--- start of The records ---

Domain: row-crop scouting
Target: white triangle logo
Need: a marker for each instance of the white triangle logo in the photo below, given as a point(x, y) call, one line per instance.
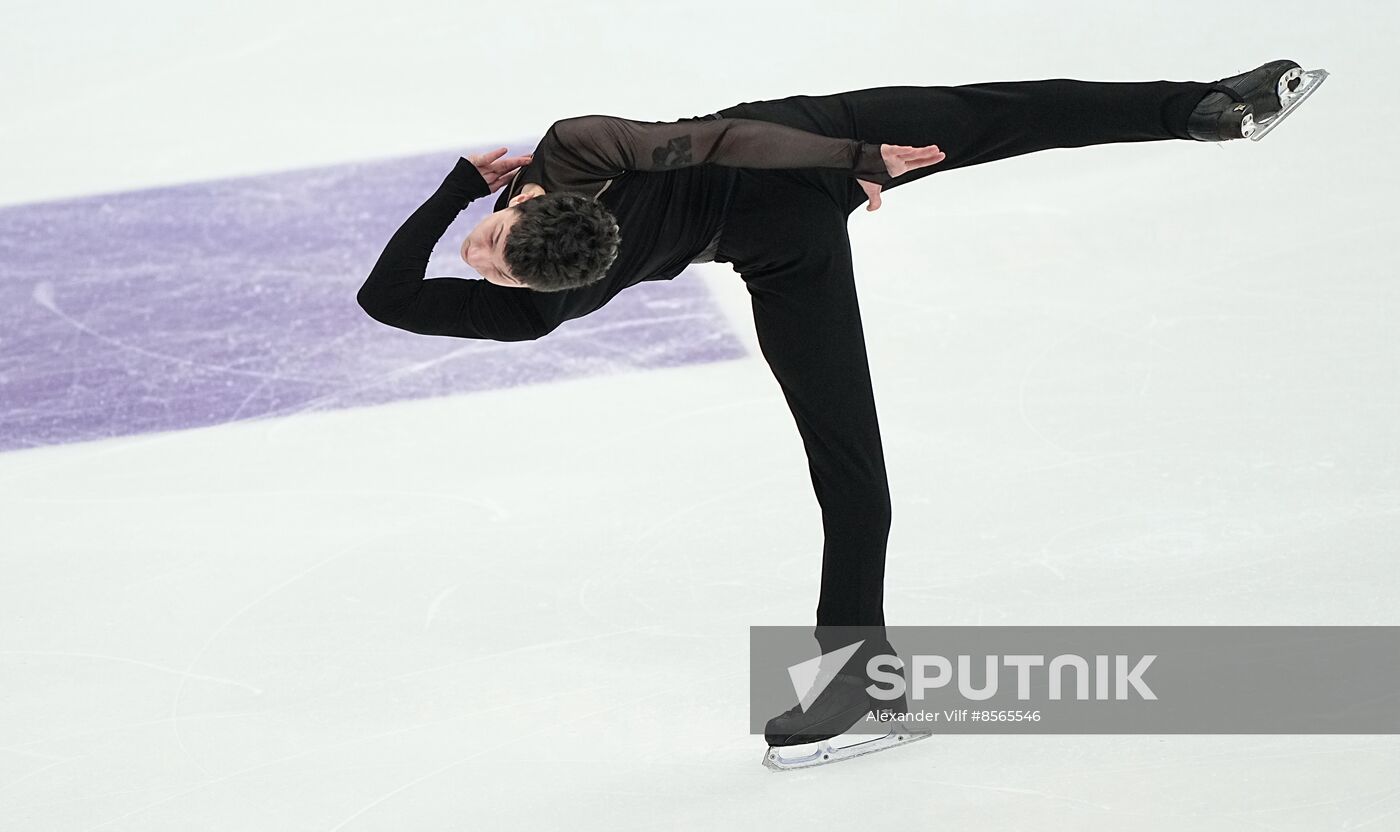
point(811, 677)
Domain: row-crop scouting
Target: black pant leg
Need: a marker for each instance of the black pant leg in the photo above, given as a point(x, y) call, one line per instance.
point(977, 123)
point(790, 245)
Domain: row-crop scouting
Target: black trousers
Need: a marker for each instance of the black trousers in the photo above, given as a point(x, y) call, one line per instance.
point(786, 236)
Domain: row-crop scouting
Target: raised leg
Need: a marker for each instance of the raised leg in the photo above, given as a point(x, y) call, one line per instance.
point(977, 123)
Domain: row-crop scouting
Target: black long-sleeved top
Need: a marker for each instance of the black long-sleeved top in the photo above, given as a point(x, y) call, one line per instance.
point(668, 184)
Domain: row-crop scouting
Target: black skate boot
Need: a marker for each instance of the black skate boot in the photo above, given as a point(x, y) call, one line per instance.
point(1239, 105)
point(837, 709)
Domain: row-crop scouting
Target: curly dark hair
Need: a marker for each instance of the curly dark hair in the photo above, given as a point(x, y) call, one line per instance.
point(562, 241)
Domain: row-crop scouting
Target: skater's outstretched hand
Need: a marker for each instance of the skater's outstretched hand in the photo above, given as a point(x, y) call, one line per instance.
point(900, 158)
point(499, 171)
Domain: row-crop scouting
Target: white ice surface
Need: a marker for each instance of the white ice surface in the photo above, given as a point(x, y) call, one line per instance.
point(349, 621)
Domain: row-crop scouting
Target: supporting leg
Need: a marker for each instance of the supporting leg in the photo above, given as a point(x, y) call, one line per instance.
point(794, 255)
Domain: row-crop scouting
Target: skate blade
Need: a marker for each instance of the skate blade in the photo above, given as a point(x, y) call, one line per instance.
point(828, 751)
point(1308, 84)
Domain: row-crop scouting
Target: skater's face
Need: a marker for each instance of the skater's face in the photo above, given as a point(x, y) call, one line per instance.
point(485, 247)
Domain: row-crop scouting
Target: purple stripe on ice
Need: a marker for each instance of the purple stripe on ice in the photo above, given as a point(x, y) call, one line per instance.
point(228, 300)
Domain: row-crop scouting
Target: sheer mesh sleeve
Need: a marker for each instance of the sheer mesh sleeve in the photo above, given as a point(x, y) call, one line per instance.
point(584, 151)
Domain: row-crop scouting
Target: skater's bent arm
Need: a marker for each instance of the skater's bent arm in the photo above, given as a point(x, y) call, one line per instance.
point(398, 294)
point(592, 147)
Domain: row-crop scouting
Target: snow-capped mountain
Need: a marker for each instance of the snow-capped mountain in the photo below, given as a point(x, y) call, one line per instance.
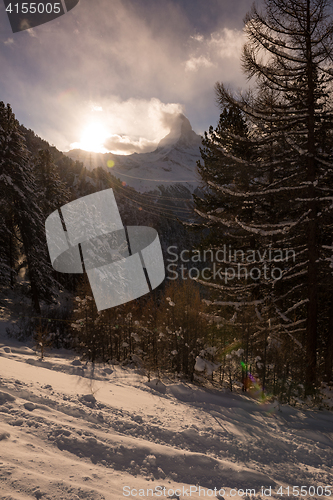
point(172, 164)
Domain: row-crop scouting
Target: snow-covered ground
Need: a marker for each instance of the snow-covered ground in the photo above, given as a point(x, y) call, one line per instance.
point(72, 431)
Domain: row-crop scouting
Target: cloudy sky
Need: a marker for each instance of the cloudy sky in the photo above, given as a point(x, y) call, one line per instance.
point(114, 73)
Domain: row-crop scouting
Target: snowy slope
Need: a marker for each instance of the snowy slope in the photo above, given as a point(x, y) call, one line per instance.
point(173, 162)
point(72, 431)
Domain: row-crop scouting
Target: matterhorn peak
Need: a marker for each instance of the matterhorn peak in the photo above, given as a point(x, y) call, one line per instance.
point(181, 133)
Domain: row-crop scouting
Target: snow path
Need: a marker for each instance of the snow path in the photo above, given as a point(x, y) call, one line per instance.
point(70, 432)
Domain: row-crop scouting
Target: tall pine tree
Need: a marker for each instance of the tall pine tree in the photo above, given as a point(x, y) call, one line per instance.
point(288, 113)
point(22, 220)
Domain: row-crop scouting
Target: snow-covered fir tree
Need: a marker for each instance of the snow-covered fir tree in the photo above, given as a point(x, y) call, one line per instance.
point(52, 191)
point(285, 202)
point(22, 219)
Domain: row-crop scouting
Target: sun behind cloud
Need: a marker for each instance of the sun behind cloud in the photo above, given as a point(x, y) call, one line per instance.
point(93, 138)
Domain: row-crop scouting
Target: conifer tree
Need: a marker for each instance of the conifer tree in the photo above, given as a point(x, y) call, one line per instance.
point(19, 207)
point(52, 191)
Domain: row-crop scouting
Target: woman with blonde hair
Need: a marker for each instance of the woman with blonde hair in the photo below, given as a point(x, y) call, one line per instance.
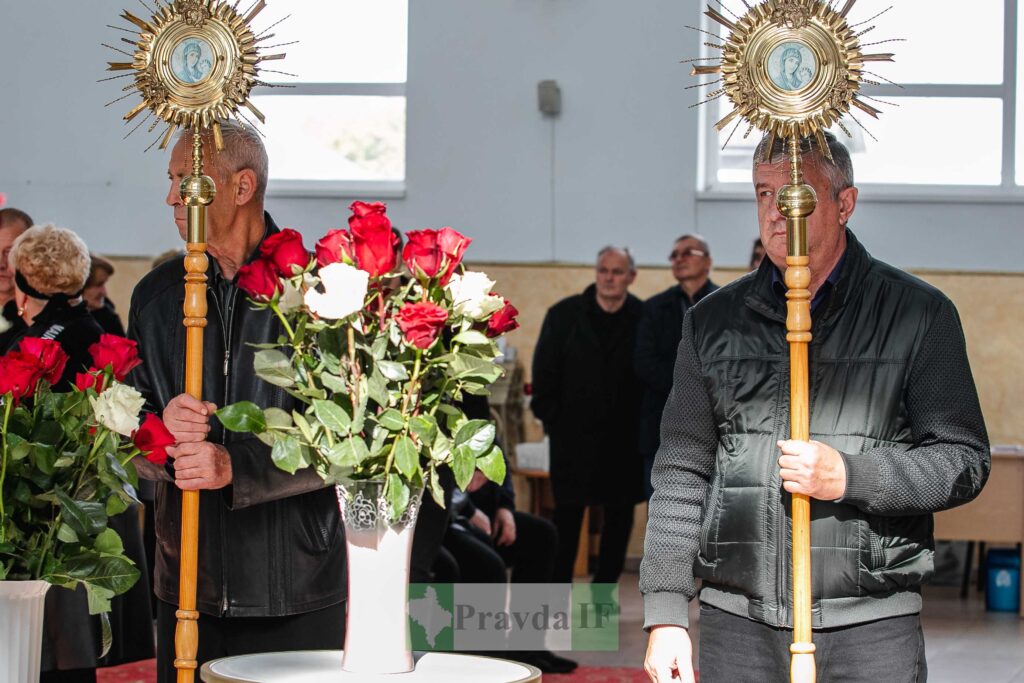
point(51, 265)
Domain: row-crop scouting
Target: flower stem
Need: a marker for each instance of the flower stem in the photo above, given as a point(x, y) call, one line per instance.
point(8, 399)
point(284, 322)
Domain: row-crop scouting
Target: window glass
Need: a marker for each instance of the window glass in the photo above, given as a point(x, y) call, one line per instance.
point(328, 137)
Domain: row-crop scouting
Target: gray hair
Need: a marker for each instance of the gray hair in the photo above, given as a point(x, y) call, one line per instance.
point(839, 171)
point(696, 238)
point(243, 150)
point(619, 250)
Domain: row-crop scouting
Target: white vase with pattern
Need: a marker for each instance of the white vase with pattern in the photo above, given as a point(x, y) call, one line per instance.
point(20, 630)
point(377, 638)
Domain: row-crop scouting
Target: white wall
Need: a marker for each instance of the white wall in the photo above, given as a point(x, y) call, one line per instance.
point(617, 166)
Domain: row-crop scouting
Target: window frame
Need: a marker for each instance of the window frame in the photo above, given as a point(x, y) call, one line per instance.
point(1008, 191)
point(338, 188)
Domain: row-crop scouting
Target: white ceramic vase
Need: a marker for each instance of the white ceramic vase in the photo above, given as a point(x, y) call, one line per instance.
point(377, 639)
point(20, 630)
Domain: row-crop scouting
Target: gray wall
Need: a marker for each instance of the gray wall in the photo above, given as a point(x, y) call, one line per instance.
point(617, 166)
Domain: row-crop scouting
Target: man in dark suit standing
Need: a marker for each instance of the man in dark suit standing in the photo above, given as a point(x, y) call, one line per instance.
point(658, 334)
point(586, 393)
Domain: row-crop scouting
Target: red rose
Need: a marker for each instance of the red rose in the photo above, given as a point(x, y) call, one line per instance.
point(120, 353)
point(421, 323)
point(335, 247)
point(453, 246)
point(373, 240)
point(153, 437)
point(259, 280)
point(51, 357)
point(503, 321)
point(89, 380)
point(432, 254)
point(285, 250)
point(18, 374)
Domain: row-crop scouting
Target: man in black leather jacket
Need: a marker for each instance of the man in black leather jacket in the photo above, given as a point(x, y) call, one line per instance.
point(896, 434)
point(271, 561)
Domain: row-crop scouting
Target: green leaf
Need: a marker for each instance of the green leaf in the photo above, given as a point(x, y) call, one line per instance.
point(463, 365)
point(303, 424)
point(44, 457)
point(85, 517)
point(493, 465)
point(286, 454)
point(392, 371)
point(276, 418)
point(379, 348)
point(377, 387)
point(463, 464)
point(436, 492)
point(67, 534)
point(425, 427)
point(391, 420)
point(333, 383)
point(397, 495)
point(109, 543)
point(359, 413)
point(116, 505)
point(273, 367)
point(348, 453)
point(333, 416)
point(98, 598)
point(478, 435)
point(471, 338)
point(243, 417)
point(407, 456)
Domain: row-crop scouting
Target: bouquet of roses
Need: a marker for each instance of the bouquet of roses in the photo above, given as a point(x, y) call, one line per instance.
point(378, 360)
point(66, 466)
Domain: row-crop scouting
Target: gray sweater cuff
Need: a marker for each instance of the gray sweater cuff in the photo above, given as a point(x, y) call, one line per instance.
point(862, 479)
point(666, 608)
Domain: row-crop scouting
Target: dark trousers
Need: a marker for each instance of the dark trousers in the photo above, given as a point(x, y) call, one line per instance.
point(614, 539)
point(735, 649)
point(480, 561)
point(226, 636)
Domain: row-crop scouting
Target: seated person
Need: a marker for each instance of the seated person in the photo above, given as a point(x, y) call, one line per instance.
point(487, 537)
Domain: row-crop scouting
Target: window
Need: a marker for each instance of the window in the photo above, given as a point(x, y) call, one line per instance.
point(953, 120)
point(339, 124)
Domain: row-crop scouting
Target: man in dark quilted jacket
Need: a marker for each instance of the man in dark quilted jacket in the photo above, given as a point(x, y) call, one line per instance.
point(896, 434)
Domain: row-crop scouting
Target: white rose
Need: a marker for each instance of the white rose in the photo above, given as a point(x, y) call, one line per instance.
point(117, 409)
point(344, 291)
point(471, 295)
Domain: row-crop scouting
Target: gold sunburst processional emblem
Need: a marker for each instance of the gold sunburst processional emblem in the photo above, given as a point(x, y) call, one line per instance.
point(791, 67)
point(195, 63)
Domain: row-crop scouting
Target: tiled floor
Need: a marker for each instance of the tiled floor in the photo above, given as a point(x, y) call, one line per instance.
point(965, 643)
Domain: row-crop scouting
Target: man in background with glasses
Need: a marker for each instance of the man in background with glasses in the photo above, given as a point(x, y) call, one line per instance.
point(658, 334)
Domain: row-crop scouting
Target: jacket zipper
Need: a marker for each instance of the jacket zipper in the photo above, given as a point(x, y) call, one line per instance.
point(226, 327)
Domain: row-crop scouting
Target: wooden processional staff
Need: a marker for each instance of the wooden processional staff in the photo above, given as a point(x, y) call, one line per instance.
point(194, 66)
point(793, 69)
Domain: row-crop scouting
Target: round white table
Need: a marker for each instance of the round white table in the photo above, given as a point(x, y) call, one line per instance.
point(318, 666)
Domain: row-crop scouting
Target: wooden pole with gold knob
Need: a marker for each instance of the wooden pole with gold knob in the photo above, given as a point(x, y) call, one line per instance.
point(197, 191)
point(797, 201)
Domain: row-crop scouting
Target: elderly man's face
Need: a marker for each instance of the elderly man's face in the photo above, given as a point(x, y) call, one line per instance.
point(689, 260)
point(613, 275)
point(824, 226)
point(8, 232)
point(218, 214)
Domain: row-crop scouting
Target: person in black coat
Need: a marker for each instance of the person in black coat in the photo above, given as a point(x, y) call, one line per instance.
point(658, 335)
point(586, 393)
point(51, 265)
point(96, 301)
point(12, 223)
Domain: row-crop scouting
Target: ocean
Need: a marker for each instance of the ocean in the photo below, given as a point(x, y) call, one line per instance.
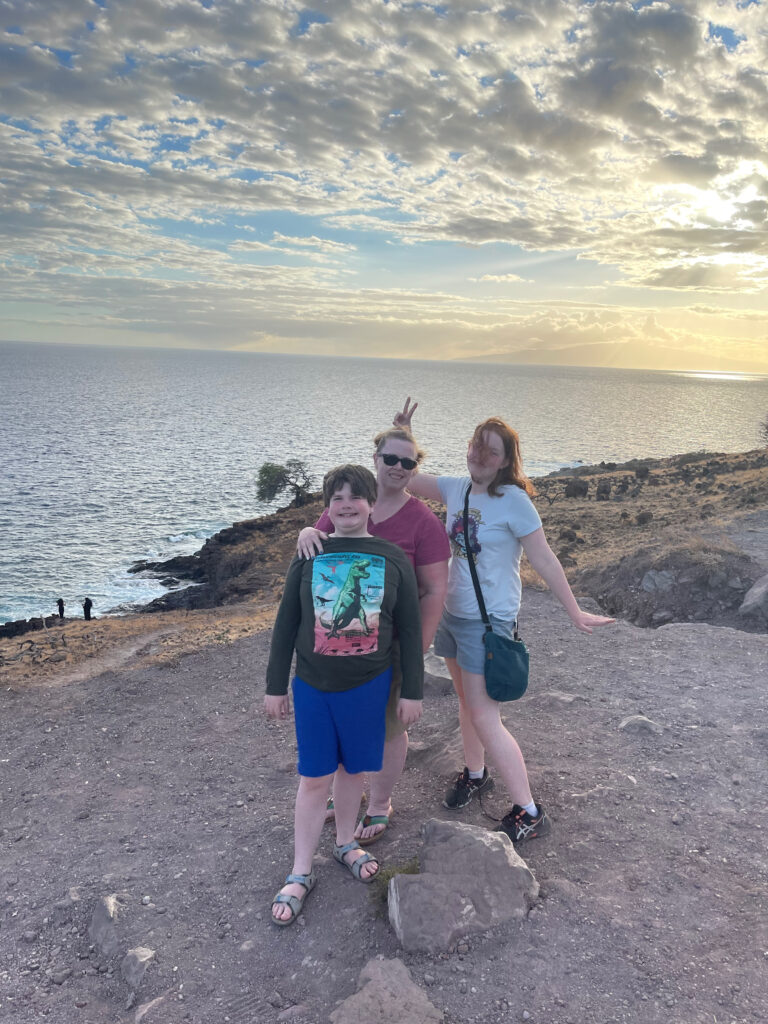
point(113, 455)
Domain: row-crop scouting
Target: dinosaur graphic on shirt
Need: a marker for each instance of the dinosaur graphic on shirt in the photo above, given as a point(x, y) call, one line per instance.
point(353, 584)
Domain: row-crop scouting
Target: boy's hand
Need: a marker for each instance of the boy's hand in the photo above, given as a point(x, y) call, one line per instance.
point(403, 419)
point(275, 707)
point(586, 622)
point(310, 541)
point(409, 711)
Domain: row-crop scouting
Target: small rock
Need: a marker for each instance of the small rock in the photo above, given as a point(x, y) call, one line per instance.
point(102, 928)
point(298, 1011)
point(146, 1008)
point(135, 964)
point(641, 724)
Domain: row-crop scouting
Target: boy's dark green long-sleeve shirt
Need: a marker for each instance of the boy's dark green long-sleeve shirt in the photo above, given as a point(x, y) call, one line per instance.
point(340, 611)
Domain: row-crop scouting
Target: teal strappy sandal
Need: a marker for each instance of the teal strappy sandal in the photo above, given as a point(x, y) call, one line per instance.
point(356, 865)
point(295, 903)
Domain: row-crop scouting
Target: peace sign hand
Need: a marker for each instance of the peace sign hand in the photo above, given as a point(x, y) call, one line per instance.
point(403, 419)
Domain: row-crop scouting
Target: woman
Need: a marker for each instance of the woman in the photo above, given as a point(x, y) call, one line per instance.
point(408, 522)
point(503, 522)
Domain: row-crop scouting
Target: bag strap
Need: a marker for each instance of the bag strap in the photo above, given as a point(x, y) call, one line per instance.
point(473, 570)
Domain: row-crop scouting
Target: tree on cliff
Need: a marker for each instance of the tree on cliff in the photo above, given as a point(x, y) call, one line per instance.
point(294, 476)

--- end of The records ---

# Given problem:
Reproduce the lines from the very first one through the line containing "point(811, 677)", substituting "red triangle logo" for "white triangle logo" and leaving everything else unchanged. Omit the pictures from your answer.

# Written answer:
Domain: row-crop scouting
Target: red triangle logo
Need: a marker for each instance of the red triangle logo in the photo below, given as a point(x, y) call, one line per instance.
point(811, 677)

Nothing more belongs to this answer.